-- Start GIVEN DATA --

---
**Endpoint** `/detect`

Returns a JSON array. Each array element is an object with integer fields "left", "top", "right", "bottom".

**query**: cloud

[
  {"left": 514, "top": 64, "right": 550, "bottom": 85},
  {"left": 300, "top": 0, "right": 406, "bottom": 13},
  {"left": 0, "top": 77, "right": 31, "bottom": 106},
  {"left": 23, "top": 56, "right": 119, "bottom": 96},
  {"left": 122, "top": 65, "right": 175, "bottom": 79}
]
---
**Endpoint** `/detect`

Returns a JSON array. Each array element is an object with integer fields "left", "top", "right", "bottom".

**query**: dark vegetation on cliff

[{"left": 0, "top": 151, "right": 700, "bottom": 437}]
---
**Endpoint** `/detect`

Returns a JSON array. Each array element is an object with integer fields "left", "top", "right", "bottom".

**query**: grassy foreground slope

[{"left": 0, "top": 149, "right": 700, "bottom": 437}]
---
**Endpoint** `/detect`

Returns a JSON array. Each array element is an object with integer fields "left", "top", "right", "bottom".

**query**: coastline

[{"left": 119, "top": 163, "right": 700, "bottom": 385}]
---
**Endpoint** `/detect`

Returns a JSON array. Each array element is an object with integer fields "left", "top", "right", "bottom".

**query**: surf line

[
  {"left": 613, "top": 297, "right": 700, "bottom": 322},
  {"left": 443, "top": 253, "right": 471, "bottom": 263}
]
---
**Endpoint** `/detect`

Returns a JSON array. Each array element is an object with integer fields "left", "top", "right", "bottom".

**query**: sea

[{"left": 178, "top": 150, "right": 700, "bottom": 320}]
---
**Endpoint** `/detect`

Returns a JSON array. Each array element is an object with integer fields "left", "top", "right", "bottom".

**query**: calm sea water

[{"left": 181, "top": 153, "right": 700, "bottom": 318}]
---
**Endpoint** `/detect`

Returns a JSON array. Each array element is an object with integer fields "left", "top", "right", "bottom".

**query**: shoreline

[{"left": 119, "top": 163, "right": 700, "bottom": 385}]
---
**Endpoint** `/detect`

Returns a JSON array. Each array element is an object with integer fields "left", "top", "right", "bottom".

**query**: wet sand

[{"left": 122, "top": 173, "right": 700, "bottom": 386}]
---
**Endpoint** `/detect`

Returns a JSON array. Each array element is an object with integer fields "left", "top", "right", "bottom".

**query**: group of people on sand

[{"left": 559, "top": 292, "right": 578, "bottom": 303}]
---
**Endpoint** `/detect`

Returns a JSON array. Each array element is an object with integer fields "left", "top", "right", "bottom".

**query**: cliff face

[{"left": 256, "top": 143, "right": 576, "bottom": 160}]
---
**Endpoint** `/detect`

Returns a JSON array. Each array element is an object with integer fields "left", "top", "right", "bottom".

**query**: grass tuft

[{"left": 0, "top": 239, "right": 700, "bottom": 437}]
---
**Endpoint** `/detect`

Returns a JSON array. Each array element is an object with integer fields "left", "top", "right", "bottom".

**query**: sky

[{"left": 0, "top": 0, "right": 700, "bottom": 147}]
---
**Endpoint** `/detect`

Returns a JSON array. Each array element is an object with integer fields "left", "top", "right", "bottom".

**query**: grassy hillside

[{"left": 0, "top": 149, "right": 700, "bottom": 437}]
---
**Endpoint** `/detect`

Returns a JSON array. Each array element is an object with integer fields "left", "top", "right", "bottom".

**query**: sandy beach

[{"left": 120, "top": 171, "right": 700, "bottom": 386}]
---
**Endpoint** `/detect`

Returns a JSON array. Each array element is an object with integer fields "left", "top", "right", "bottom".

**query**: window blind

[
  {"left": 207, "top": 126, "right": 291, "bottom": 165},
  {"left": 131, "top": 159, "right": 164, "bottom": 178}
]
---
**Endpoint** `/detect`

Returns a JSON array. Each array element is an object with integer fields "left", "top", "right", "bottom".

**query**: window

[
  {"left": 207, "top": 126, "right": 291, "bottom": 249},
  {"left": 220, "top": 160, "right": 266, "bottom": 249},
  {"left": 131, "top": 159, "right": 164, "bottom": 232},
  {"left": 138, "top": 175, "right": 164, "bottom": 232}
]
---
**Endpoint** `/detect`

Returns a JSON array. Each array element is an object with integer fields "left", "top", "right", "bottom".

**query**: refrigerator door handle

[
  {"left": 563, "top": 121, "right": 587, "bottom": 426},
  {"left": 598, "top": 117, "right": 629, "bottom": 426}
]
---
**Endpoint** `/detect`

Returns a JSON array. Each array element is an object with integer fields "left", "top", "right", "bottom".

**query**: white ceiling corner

-- End GIVEN DATA --

* [PROBLEM DESCRIPTION] Restate each entry exactly, skipping none.

* [SOLUTION FOR THIS EXERCISE]
---
**Endpoint** `/detect`

Returns a JSON array. Each array element is an object with integer fields "left", "top", "right", "bottom".

**query**: cloud

[
  {"left": 514, "top": 64, "right": 550, "bottom": 85},
  {"left": 300, "top": 0, "right": 406, "bottom": 13},
  {"left": 0, "top": 77, "right": 31, "bottom": 106},
  {"left": 23, "top": 56, "right": 119, "bottom": 96},
  {"left": 122, "top": 65, "right": 175, "bottom": 79}
]
---
**Endpoint** `/detect`

Returns a JSON array. Each array element is an object with integer fields "left", "top", "right", "bottom".

**query**: dark vegetation on cliff

[{"left": 0, "top": 151, "right": 700, "bottom": 437}]
---
**Endpoint** `/detect`

Returns a JSON array. Each array element is an object with integer fields "left", "top", "right", "bottom".

**query**: grassy foreground slope

[{"left": 0, "top": 149, "right": 700, "bottom": 437}]
---
**Endpoint** `/detect`

Returns a JSON array. Each array element is an object with integer fields "left", "top", "right", "bottom".

**query**: coastline

[{"left": 119, "top": 163, "right": 700, "bottom": 385}]
---
**Endpoint** `/detect`

Returns a JSON array. Each array element is an object with integer fields "left", "top", "right", "bottom".

**query**: surf line

[
  {"left": 613, "top": 297, "right": 700, "bottom": 322},
  {"left": 443, "top": 253, "right": 471, "bottom": 263}
]
---
**Endpoint** `/detect`

Returns a JSON array. Each array element is an object with integer fields "left", "top", "right", "bottom".

**query**: sea

[{"left": 178, "top": 150, "right": 700, "bottom": 320}]
---
**Endpoint** `/detect`

Returns a JSON array. Each array element is an object with integer fields "left", "top", "right", "bottom".

**query**: calm sea water

[{"left": 181, "top": 153, "right": 700, "bottom": 318}]
---
**Endpoint** `/detect`

Returns a JSON array. Each array element is an object with integer fields "left", "top", "right", "bottom".

**query**: shoreline

[{"left": 119, "top": 163, "right": 700, "bottom": 385}]
---
**Endpoint** `/detect`

Returns a JSON array. Each array element is an object with integer fields "left", "top", "right", "bottom".

**query**: wet sand

[{"left": 122, "top": 173, "right": 700, "bottom": 386}]
---
**Endpoint** `/detect`

Returns a JSON array. Each array element is an object with integer fields "left", "top", "right", "bottom".

**query**: group of people on sand

[{"left": 559, "top": 292, "right": 578, "bottom": 303}]
---
**Endpoint** `/detect`

Returns a JSON array. Each array element is an object with integer fields "left", "top", "right", "bottom".

**query**: cliff face

[{"left": 256, "top": 143, "right": 576, "bottom": 160}]
---
**Endpoint** `/detect`

Returns a JSON array. Each array element is an object with integer fields "left", "top", "right", "bottom".

**query**: grass tuft

[{"left": 0, "top": 239, "right": 700, "bottom": 437}]
---
**Endpoint** `/detect`

Returns a JSON array. Each array element is an object with integer fields "left", "top", "right", "bottom".

**query**: sky

[{"left": 0, "top": 0, "right": 700, "bottom": 147}]
---
**Endpoint** `/detect`

Returns a JSON array. Each array element is an object with integer fields "left", "top", "right", "bottom".

**query**: grassy hillside

[{"left": 0, "top": 149, "right": 700, "bottom": 437}]
---
**Endpoint** `/detect`

Returns a JSON array. Each array element is an object with integer fields "left", "top", "right", "bottom".

**query**: sandy beach

[{"left": 120, "top": 171, "right": 700, "bottom": 386}]
---
**Endpoint** `/detect`

Returns a JSON array. Each array element is an object with integer fields "left", "top", "right", "bottom".

**query**: window blind

[
  {"left": 207, "top": 126, "right": 291, "bottom": 165},
  {"left": 131, "top": 159, "right": 164, "bottom": 178}
]
---
**Endpoint** `/detect`

Returns a JSON array. Each array element is an object with integer fields "left", "top", "right", "bottom".

**query**: window

[
  {"left": 207, "top": 126, "right": 291, "bottom": 249},
  {"left": 220, "top": 160, "right": 266, "bottom": 249},
  {"left": 131, "top": 159, "right": 164, "bottom": 232},
  {"left": 138, "top": 175, "right": 164, "bottom": 232}
]
---
**Endpoint** `/detect`

Returns a JSON array. Each array element is an object with integer fields "left", "top", "right", "bottom".

**query**: refrigerator door handle

[
  {"left": 563, "top": 121, "right": 587, "bottom": 426},
  {"left": 598, "top": 117, "right": 629, "bottom": 426}
]
---
**Endpoint** `/detect`

Returns a JSON array. Each array element is an object with integer fields "left", "top", "right", "bottom".

**query**: white ceiling corner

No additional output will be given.